-------- Extracted information
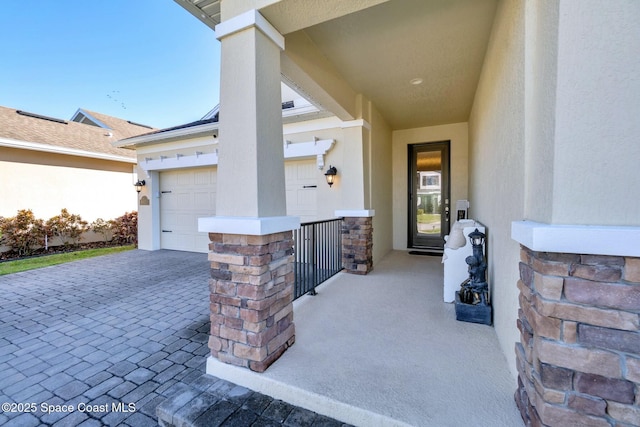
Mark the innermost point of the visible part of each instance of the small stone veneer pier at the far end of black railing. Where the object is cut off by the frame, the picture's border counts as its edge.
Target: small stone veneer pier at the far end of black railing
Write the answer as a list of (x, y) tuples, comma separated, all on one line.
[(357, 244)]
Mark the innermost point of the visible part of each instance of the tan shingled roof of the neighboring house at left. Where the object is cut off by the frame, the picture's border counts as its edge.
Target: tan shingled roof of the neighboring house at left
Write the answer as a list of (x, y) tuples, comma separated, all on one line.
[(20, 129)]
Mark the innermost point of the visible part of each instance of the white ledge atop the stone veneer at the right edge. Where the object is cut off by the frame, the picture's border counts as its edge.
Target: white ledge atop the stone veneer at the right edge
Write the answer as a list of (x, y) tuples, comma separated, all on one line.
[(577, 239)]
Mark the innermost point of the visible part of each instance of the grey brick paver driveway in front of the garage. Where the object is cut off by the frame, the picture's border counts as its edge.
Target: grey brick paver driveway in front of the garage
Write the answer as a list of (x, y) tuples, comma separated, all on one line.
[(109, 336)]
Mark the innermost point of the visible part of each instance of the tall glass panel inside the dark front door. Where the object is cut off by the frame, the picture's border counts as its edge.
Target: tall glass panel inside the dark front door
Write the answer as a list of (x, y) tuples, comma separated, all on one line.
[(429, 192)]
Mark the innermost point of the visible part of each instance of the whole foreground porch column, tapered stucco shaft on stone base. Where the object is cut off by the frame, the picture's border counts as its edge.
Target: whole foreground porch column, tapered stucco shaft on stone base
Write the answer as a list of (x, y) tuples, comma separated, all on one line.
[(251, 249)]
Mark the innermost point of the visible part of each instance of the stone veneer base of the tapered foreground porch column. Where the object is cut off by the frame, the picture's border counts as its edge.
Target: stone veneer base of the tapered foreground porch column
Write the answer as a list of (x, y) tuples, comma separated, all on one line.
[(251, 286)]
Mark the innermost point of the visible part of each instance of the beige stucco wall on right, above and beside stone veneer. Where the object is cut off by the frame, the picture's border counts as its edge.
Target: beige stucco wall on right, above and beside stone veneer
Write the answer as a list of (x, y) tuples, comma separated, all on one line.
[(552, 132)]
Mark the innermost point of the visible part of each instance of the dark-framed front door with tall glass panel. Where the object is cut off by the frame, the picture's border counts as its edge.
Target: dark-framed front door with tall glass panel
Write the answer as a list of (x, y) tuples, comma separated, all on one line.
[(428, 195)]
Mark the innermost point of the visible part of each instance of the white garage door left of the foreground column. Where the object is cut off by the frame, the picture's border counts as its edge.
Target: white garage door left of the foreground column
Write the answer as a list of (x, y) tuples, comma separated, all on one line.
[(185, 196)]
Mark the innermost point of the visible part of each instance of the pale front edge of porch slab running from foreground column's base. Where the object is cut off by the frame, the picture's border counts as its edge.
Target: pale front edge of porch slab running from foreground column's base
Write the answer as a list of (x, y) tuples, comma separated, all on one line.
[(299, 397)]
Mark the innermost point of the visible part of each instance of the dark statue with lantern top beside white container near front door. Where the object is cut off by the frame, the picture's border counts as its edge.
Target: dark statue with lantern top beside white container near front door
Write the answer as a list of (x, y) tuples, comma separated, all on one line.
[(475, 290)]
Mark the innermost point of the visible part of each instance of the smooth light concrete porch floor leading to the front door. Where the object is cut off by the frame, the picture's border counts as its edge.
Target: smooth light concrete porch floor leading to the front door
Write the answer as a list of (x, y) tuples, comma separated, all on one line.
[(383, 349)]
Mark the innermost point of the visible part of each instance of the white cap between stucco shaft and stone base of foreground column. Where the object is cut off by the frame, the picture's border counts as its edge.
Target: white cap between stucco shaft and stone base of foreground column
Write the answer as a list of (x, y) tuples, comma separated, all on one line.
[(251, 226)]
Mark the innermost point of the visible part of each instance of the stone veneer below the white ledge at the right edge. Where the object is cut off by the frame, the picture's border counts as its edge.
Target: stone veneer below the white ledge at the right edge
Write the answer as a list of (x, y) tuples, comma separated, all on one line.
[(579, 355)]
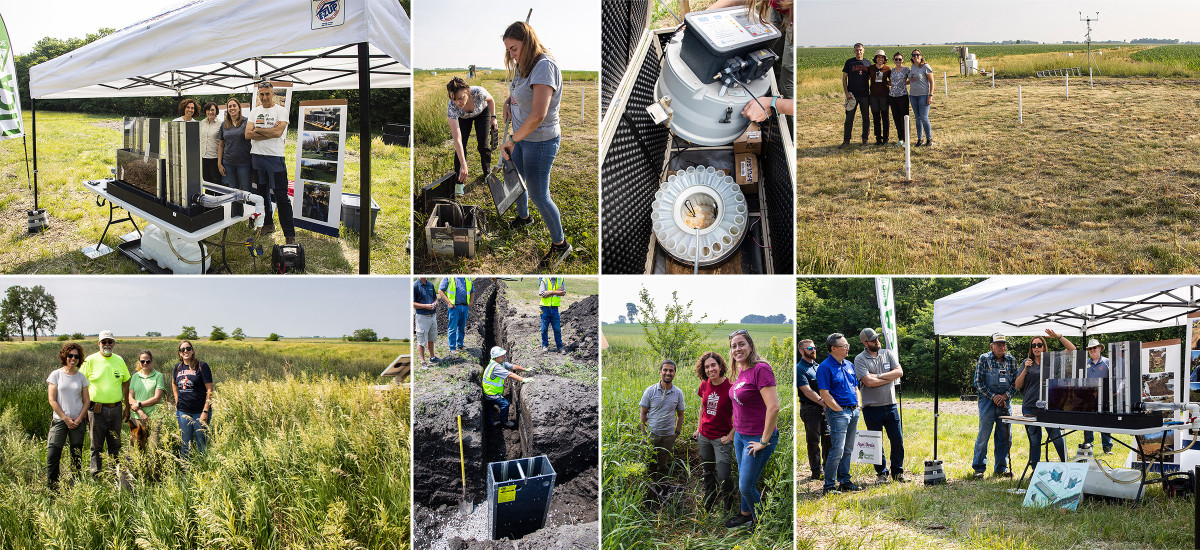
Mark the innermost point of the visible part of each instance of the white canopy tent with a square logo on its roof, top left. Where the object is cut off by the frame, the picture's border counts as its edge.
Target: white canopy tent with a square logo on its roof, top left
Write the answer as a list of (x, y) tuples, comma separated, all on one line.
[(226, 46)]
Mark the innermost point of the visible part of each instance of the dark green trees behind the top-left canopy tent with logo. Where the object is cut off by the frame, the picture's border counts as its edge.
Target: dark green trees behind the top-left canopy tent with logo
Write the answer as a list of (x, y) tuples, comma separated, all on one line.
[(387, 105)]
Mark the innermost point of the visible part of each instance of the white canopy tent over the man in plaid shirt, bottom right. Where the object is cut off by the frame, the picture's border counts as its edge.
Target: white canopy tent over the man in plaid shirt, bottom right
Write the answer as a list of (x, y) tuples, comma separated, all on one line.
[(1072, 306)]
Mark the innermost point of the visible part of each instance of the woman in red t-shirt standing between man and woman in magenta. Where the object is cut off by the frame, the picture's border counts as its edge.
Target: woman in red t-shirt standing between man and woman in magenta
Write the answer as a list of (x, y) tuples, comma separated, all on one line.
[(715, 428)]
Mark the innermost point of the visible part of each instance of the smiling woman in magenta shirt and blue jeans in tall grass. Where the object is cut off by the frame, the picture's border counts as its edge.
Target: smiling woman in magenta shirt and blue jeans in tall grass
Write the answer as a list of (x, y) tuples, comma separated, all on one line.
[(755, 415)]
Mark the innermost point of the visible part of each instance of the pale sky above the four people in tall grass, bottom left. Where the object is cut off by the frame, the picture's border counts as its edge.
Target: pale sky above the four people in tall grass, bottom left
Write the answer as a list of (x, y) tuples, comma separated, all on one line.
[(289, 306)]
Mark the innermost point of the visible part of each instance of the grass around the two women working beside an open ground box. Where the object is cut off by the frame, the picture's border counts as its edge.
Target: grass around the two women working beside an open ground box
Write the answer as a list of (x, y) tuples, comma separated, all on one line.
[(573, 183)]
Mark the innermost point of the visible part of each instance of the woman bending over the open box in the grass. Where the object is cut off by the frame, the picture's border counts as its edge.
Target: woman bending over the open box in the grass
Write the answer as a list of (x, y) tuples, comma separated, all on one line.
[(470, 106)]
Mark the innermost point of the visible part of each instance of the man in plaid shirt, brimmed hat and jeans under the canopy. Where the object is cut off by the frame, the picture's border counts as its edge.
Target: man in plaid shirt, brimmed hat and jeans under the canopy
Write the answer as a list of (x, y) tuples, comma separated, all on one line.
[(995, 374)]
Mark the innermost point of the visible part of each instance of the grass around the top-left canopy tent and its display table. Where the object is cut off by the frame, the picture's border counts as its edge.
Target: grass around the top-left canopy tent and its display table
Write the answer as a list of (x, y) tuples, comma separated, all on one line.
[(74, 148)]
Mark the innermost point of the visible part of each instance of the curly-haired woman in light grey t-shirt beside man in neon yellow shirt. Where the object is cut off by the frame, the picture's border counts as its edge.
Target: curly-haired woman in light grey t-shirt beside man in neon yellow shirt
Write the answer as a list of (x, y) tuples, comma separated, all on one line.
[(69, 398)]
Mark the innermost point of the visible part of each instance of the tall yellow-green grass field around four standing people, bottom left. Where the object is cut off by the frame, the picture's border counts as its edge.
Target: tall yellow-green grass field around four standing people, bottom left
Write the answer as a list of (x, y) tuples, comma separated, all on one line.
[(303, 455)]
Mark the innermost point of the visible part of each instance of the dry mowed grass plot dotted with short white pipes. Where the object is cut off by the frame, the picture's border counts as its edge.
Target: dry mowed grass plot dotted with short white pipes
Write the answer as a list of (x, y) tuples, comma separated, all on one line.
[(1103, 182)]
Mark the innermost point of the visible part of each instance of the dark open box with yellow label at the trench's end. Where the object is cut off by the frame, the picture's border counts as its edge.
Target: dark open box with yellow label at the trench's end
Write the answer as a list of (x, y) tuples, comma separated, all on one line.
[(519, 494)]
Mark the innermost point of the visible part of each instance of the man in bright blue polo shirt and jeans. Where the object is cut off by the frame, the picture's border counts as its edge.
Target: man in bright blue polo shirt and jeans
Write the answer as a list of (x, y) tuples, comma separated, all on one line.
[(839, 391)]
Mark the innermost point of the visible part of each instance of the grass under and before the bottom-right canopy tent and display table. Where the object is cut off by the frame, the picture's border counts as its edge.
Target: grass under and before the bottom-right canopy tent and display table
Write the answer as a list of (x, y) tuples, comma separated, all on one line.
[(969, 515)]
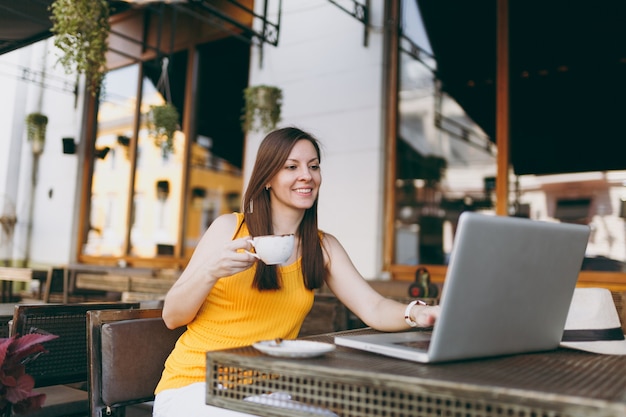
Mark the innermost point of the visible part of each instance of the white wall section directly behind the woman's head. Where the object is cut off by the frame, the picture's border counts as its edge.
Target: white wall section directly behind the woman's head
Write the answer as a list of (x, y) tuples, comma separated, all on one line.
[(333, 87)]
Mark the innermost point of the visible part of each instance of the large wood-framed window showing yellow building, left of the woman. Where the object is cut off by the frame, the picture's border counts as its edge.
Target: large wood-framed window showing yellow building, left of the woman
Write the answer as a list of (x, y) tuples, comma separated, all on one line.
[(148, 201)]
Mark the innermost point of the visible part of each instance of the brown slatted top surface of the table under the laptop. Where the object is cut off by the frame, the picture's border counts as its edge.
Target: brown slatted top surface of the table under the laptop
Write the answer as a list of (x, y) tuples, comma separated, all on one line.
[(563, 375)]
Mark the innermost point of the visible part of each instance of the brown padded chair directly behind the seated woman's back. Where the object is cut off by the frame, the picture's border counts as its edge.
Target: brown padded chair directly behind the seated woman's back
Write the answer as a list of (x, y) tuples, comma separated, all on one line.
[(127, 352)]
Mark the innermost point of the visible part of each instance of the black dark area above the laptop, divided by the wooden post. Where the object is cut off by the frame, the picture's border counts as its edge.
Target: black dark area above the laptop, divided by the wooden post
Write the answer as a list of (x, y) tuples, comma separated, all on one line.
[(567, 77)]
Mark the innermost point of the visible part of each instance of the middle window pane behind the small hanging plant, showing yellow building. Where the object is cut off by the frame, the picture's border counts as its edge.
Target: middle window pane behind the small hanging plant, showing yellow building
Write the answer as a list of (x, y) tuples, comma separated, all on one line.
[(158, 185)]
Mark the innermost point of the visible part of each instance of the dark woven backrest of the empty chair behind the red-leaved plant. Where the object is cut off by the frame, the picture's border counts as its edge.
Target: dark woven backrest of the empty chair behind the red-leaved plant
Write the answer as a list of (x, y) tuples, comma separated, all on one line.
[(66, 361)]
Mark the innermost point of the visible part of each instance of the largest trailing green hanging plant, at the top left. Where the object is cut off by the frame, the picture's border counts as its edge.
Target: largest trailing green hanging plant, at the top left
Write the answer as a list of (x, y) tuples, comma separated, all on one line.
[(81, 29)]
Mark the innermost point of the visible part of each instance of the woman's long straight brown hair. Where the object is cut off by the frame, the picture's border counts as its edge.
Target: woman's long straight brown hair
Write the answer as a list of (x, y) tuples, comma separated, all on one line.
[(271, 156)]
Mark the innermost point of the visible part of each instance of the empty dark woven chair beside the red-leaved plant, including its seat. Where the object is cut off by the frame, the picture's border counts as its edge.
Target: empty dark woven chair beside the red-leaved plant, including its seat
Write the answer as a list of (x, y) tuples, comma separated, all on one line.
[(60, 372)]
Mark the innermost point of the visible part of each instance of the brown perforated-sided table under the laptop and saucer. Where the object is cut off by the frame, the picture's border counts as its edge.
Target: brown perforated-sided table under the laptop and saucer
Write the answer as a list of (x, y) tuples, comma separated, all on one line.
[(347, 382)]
----------------
Whenever a line above has the word "pier" in it, copy that line.

Result:
Mark the innermost point of the visible part of each instance of the small stone veneer pier at the far end of black railing. Where the object is cut off by the frame, the picture's border counts as its edge.
Target: small stone veneer pier at the far end of black railing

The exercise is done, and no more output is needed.